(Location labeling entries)
········

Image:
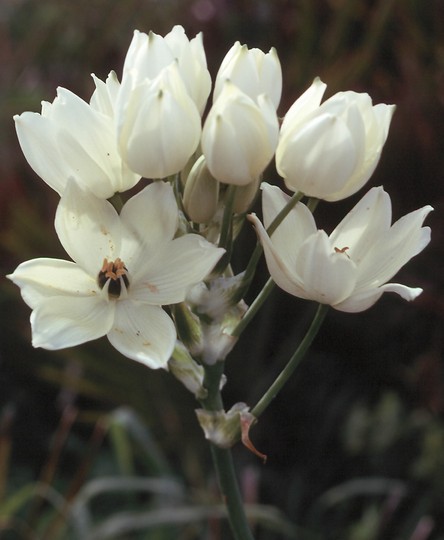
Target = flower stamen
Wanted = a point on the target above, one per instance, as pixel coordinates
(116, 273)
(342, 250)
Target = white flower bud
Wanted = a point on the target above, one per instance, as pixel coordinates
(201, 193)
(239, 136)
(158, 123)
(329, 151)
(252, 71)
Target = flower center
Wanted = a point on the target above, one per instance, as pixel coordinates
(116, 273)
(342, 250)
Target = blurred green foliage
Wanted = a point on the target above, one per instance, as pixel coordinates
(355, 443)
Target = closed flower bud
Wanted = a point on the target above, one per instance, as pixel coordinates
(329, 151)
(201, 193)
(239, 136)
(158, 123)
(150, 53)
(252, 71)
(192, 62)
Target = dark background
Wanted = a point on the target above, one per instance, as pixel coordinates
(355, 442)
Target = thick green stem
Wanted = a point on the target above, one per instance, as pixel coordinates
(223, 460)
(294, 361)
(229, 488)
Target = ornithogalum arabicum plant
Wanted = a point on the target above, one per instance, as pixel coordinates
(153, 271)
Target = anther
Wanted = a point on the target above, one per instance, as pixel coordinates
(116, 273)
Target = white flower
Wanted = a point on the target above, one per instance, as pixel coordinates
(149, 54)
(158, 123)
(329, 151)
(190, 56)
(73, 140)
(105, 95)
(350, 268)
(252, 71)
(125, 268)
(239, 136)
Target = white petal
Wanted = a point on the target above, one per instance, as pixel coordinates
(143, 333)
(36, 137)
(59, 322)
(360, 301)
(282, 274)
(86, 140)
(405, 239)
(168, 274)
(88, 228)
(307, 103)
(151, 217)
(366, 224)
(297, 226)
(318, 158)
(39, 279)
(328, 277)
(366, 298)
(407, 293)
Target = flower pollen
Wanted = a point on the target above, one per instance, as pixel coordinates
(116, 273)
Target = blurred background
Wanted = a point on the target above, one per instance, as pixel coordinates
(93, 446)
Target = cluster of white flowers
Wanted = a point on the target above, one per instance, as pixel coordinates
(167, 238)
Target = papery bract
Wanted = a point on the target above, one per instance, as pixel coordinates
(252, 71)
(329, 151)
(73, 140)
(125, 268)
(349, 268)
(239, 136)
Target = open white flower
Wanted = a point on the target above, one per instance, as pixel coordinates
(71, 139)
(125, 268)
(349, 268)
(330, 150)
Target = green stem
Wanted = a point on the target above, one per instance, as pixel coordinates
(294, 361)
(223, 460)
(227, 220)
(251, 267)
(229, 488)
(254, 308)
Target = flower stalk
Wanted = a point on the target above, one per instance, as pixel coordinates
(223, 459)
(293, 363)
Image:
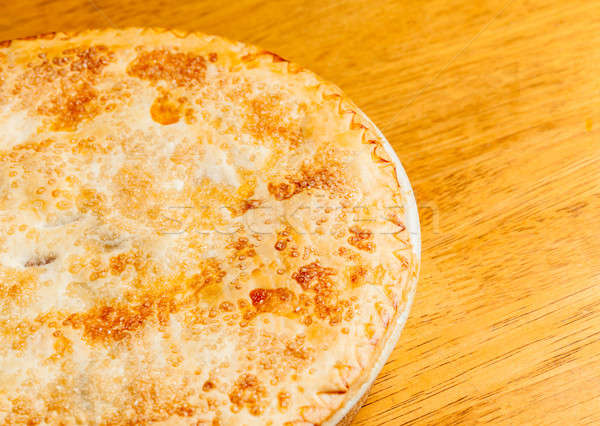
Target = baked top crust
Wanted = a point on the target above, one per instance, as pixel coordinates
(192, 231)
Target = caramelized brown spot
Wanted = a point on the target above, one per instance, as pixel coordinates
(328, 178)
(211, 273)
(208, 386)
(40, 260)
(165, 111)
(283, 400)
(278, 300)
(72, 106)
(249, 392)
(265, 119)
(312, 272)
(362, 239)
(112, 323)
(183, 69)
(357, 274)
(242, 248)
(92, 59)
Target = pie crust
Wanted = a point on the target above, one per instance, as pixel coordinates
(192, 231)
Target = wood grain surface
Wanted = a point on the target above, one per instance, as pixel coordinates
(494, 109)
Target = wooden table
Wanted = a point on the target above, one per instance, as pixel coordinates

········

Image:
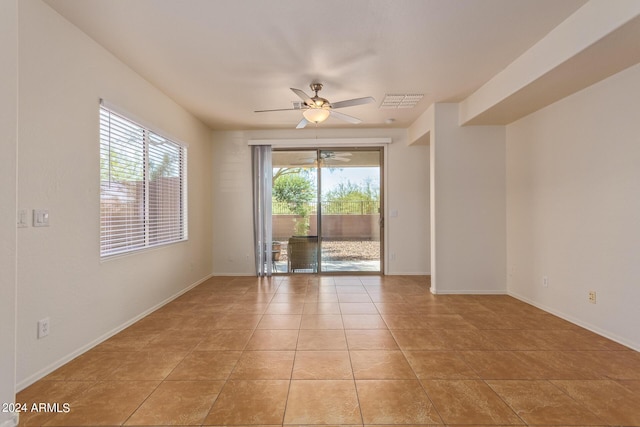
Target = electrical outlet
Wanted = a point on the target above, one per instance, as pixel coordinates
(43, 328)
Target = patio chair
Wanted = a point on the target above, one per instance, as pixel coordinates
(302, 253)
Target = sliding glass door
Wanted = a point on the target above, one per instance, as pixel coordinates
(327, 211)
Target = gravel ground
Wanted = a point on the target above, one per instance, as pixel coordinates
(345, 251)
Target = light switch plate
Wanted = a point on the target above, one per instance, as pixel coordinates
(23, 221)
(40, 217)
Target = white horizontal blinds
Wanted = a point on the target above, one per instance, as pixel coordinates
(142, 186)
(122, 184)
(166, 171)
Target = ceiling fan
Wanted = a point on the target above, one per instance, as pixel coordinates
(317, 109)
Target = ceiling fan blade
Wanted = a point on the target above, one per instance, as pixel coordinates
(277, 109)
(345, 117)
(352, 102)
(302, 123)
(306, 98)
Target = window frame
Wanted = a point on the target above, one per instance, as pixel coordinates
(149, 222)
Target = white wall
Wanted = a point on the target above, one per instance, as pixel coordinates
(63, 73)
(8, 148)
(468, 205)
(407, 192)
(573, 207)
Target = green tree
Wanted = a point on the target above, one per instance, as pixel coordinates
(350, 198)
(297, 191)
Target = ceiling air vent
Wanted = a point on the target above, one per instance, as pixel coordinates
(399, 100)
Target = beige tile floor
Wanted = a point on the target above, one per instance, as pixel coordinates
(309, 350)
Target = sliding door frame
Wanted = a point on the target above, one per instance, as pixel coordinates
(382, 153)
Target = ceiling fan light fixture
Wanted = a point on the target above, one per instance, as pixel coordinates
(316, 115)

········

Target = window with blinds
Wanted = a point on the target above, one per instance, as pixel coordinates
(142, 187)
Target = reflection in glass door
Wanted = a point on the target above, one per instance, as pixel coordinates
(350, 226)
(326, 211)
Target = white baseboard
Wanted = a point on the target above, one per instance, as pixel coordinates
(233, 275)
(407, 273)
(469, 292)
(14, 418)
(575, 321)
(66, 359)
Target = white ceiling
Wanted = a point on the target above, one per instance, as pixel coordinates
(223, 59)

········

## EXERCISE
Pull out every line of the entries above that contains the word "sliding", matching case exactly.

## SOLUTION BELOW
Target = sliding glass door
Target = sliding door frame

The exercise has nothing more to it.